#### Input records

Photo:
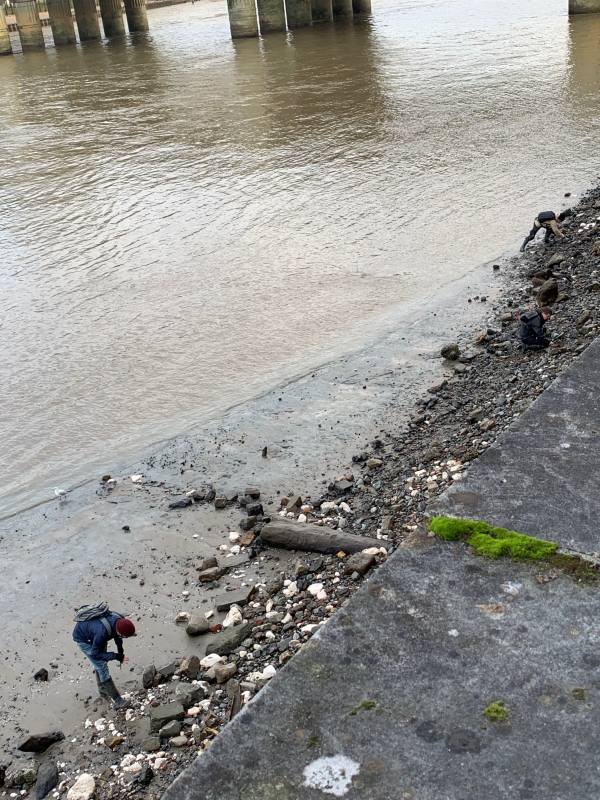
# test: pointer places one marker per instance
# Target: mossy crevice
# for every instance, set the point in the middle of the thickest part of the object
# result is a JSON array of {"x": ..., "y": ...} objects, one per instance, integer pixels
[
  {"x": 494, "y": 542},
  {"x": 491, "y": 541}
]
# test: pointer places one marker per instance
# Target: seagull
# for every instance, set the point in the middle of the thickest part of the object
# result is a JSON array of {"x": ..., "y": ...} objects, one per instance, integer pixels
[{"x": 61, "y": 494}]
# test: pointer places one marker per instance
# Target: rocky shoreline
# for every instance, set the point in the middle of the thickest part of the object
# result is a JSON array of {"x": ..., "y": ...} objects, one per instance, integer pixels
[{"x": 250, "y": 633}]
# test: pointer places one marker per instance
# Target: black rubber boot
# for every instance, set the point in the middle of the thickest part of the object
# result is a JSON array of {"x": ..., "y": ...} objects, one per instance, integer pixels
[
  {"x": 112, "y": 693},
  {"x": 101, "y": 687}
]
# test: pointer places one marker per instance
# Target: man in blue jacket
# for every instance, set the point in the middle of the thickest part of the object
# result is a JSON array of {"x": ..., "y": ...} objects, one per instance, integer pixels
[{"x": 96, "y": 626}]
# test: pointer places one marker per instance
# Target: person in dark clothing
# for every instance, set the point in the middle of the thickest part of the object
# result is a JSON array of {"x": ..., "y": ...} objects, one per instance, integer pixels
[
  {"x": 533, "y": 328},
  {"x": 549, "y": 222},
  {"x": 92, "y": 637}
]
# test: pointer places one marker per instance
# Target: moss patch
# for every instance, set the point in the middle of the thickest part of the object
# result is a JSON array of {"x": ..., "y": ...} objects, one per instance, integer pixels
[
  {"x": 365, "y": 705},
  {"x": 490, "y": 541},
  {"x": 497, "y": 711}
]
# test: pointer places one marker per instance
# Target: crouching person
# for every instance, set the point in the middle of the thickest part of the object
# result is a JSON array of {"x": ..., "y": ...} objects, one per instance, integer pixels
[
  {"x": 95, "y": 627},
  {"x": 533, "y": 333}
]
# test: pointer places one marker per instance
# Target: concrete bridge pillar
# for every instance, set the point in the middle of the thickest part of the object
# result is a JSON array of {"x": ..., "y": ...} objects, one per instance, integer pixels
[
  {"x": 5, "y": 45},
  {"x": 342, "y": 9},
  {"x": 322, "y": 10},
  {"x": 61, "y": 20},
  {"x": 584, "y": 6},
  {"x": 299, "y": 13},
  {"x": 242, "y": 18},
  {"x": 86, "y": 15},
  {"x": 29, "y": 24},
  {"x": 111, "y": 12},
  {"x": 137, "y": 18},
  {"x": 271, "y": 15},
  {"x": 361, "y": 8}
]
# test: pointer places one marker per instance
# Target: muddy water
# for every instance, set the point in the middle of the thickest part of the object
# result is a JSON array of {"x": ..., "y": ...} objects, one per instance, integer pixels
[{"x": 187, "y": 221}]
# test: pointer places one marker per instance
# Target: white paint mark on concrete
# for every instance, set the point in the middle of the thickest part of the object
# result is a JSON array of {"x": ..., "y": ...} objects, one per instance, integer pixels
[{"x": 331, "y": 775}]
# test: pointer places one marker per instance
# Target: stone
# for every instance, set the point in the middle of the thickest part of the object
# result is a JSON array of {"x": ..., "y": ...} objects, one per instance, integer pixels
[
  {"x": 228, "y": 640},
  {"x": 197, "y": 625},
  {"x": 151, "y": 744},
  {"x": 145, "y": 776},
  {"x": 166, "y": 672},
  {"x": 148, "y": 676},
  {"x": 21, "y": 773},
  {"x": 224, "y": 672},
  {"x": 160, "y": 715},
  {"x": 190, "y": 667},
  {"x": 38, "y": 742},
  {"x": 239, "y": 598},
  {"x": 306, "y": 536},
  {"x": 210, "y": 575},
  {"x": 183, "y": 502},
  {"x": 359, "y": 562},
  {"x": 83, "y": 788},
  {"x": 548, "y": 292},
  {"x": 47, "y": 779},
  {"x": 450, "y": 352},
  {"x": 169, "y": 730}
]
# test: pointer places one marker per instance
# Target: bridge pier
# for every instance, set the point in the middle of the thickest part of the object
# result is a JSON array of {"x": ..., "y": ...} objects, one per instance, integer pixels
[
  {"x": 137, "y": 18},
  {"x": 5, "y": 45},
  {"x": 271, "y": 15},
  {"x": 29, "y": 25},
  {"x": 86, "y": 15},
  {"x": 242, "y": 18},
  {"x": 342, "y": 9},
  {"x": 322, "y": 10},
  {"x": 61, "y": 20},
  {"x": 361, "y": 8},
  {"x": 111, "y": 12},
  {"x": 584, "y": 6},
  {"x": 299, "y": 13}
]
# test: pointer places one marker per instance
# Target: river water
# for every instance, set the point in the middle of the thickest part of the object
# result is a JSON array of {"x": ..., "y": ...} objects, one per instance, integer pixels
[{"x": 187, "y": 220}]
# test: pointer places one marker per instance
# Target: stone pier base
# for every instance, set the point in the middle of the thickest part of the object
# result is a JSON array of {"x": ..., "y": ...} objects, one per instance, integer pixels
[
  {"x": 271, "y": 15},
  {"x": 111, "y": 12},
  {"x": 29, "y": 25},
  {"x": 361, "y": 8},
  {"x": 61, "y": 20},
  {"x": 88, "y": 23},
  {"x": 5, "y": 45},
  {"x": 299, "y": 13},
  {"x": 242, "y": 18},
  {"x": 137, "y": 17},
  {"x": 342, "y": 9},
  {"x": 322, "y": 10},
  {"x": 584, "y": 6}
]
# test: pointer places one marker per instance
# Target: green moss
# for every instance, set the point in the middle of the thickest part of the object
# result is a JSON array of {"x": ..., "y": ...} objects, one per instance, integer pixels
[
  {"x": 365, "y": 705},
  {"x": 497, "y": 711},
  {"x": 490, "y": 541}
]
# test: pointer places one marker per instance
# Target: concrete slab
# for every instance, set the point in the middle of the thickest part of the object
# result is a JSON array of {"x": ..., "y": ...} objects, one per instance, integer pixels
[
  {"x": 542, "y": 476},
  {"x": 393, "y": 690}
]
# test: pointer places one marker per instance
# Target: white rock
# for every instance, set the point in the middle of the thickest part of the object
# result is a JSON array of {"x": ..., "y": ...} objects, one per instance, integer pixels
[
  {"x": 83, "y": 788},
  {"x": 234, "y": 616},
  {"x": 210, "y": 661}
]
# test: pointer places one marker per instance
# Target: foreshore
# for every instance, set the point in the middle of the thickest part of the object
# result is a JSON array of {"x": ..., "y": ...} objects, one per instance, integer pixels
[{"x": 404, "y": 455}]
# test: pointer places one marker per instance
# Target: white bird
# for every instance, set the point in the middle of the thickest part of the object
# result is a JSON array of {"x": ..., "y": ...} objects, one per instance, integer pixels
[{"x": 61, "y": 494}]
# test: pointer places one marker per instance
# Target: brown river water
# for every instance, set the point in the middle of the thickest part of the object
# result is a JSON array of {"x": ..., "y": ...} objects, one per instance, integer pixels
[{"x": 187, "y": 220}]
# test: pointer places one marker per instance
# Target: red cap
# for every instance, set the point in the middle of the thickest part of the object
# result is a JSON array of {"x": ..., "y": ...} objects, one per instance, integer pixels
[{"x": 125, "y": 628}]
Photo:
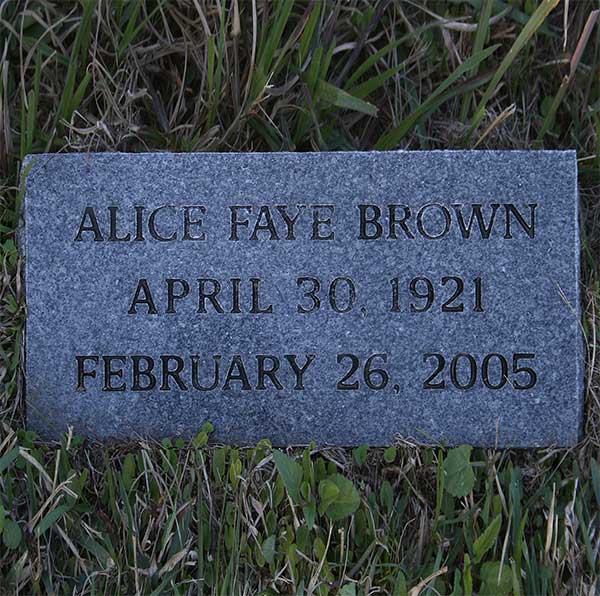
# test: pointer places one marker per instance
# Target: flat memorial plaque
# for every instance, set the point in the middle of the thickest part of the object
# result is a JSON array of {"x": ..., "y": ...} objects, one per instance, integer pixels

########

Work required » Copy the material verbatim. The pictures are not part of the copy.

Solution to the problem »
Photo:
# test: pointer places one marker per instance
# Target: mossy crevice
# for every instance, set the point in the middle of the thickest part of the object
# result is a JSON array of {"x": ..., "y": ...} objects, one per instance, integer pixels
[
  {"x": 494, "y": 542},
  {"x": 491, "y": 541}
]
# test: pointer places one marker per instance
# Target: seagull
# for every instance, set the point in the middle of the thickest part of the object
# result is a JSON array of {"x": ..., "y": ...} objects, one per instance, integer pixels
[{"x": 61, "y": 494}]
# test: pointer places one marker per instance
# Target: rocky shoreline
# for every instance, set the point in the middle of the thickest part of the object
# result is a JSON array of {"x": ..., "y": ...} objects, one per instance, integer pixels
[{"x": 250, "y": 633}]
# test: pointer places one marker per instance
# Target: black rubber boot
# for every instance, set the point in the middle of the thickest part of the object
# result is a JSON array of {"x": ..., "y": ...} objects, one per instance, integer pixels
[
  {"x": 112, "y": 693},
  {"x": 101, "y": 687}
]
# test: pointer places one marker per instance
# Target: man in blue jacket
# for every instance, set the point in the middle of the thickest part of the object
# result is a JSON array of {"x": ..., "y": ...} objects, one per instance, integer pixels
[{"x": 96, "y": 626}]
# test: pointer places one marker per instance
# Target: person in dark clothing
# for every instance, set the point in the middle of the thickest part of the object
# result is a JSON array of {"x": ..., "y": ...} objects, one per instance, integer pixels
[
  {"x": 533, "y": 328},
  {"x": 549, "y": 222},
  {"x": 92, "y": 637}
]
# test: pointer places one marker per instance
# Target: moss patch
# for every instance, set the point in the middle of the thickest part of the object
# result is a JSON array of {"x": ..., "y": ...} objects, one per instance, integer pixels
[
  {"x": 365, "y": 705},
  {"x": 490, "y": 541},
  {"x": 497, "y": 711}
]
# test: pointer places one marker per instance
# Target: crouching person
# for every instance, set the point in the middle of the thickest part of the object
# result is a JSON array of {"x": ..., "y": ...} objects, one per instance, integer pixels
[
  {"x": 95, "y": 627},
  {"x": 533, "y": 333}
]
# test: pointer places one marker per instance
# Target: concrete bridge pillar
# for every instance, set the point in the middle of the thickest part of the object
# result is a JSON array of {"x": ..., "y": ...} objects, one per instance, integer pixels
[
  {"x": 5, "y": 45},
  {"x": 342, "y": 9},
  {"x": 322, "y": 10},
  {"x": 61, "y": 20},
  {"x": 584, "y": 6},
  {"x": 299, "y": 13},
  {"x": 242, "y": 18},
  {"x": 86, "y": 15},
  {"x": 29, "y": 24},
  {"x": 111, "y": 12},
  {"x": 137, "y": 18},
  {"x": 271, "y": 15},
  {"x": 361, "y": 8}
]
# test: pointer places one marker per instance
# Target: muddy water
# for every instance, set the point in the middle of the thickest part of the object
# result is a JSON array of {"x": ..., "y": ...} objects, one per instance, integer pixels
[{"x": 187, "y": 221}]
# test: pointer places one marker per instance
# Target: white paint mark on concrete
# for every instance, set the point in the middle of the thickest part of the object
# result is a JSON array of {"x": ..., "y": ...} objects, one per instance, integer pixels
[{"x": 331, "y": 775}]
# test: pointer places one marker per instance
# Target: stone
# for every instance, set the point in the middle of the thickest part of the object
# result is a JSON array of {"x": ..., "y": ...} objects, one per instance, integer pixels
[
  {"x": 228, "y": 640},
  {"x": 197, "y": 625},
  {"x": 151, "y": 744},
  {"x": 145, "y": 776},
  {"x": 166, "y": 672},
  {"x": 148, "y": 676},
  {"x": 21, "y": 773},
  {"x": 224, "y": 672},
  {"x": 160, "y": 715},
  {"x": 190, "y": 667},
  {"x": 38, "y": 742},
  {"x": 239, "y": 598},
  {"x": 306, "y": 536},
  {"x": 210, "y": 575},
  {"x": 183, "y": 502},
  {"x": 359, "y": 562},
  {"x": 83, "y": 788},
  {"x": 548, "y": 292},
  {"x": 47, "y": 779},
  {"x": 450, "y": 352},
  {"x": 169, "y": 730}
]
# test: pointer places one marker per instance
# Target: bridge pier
# for every instance, set the point in the middle of the thickest part of the object
# result is a JSON array of {"x": ..., "y": ...} objects, one per instance, integer pixels
[
  {"x": 137, "y": 18},
  {"x": 5, "y": 45},
  {"x": 271, "y": 15},
  {"x": 29, "y": 25},
  {"x": 86, "y": 15},
  {"x": 242, "y": 18},
  {"x": 342, "y": 9},
  {"x": 322, "y": 10},
  {"x": 61, "y": 20},
  {"x": 361, "y": 8},
  {"x": 111, "y": 12},
  {"x": 584, "y": 6},
  {"x": 299, "y": 13}
]
# test: pointer places one marker per instance
# Target: river water
# for every instance, set the point in the middle of the thickest part of the object
# result is a JSON array of {"x": ..., "y": ...} objects, one per instance, integer pixels
[{"x": 187, "y": 220}]
# test: pointer places one marker per instance
# Target: stone pier base
# for every instance, set the point in the middle of the thickest part of the object
# result is a JSON array of {"x": ..., "y": ...} objects, one per instance, integer pixels
[
  {"x": 271, "y": 15},
  {"x": 111, "y": 12},
  {"x": 29, "y": 25},
  {"x": 361, "y": 8},
  {"x": 61, "y": 20},
  {"x": 88, "y": 23},
  {"x": 5, "y": 45},
  {"x": 299, "y": 13},
  {"x": 242, "y": 18},
  {"x": 137, "y": 17},
  {"x": 342, "y": 9},
  {"x": 322, "y": 10},
  {"x": 584, "y": 6}
]
# test: pointer places one marker per instance
# Target: green moss
# for every instance, set the point in the middle of the thickest part of the object
# result is a JSON array of {"x": ..., "y": ...} objects, one per instance, integer pixels
[
  {"x": 365, "y": 705},
  {"x": 497, "y": 711},
  {"x": 490, "y": 541}
]
# test: pointer places one marker per instance
# Target: concrete slab
# for every instance, set the point in the middle of the thickest part of the object
# result is a JSON array of {"x": ..., "y": ...} objects, one per instance, integer pixels
[
  {"x": 542, "y": 476},
  {"x": 393, "y": 690}
]
# test: pointer places one marker per instance
# Target: white rock
# for every instance, set the point in the middle of the thickest part of the object
# result is a JSON array of {"x": ..., "y": ...} objects, one per instance, integer pixels
[
  {"x": 83, "y": 788},
  {"x": 234, "y": 616},
  {"x": 210, "y": 661}
]
# test: pointer places one marker per instance
# Target: foreshore
# for every instance, set the point in the middle of the thickest part of the object
# result is a JSON array of {"x": ..., "y": ...} objects, one per instance, integer pixels
[{"x": 404, "y": 455}]
# test: pointer places one marker per instance
# Target: white bird
# for every instance, set the point in the middle of the thickest part of the object
# result is a JSON array of {"x": ..., "y": ...} objects, one per instance, integer pixels
[{"x": 61, "y": 494}]
# test: pointer places one marker per instance
# Target: brown river water
# for every instance, set the point in the middle of the thickest part of the object
# result is a JSON array of {"x": ..., "y": ...} objects, one per instance, integer pixels
[{"x": 187, "y": 220}]
# test: pointer places one marker per instance
# Target: red cap
# for every instance, set the point in the middle of the thickest part of the object
# result is a JSON array of {"x": ..., "y": ...} objects, one per instance, integer pixels
[{"x": 125, "y": 628}]
Photo:
# test: pointer places one marker per instance
# Target: flat memorial plaque
# for every instance, set the point in the middle of the thickest part of the object
# result is a JSON array of {"x": ..., "y": ...} objects, one per instance, integer pixels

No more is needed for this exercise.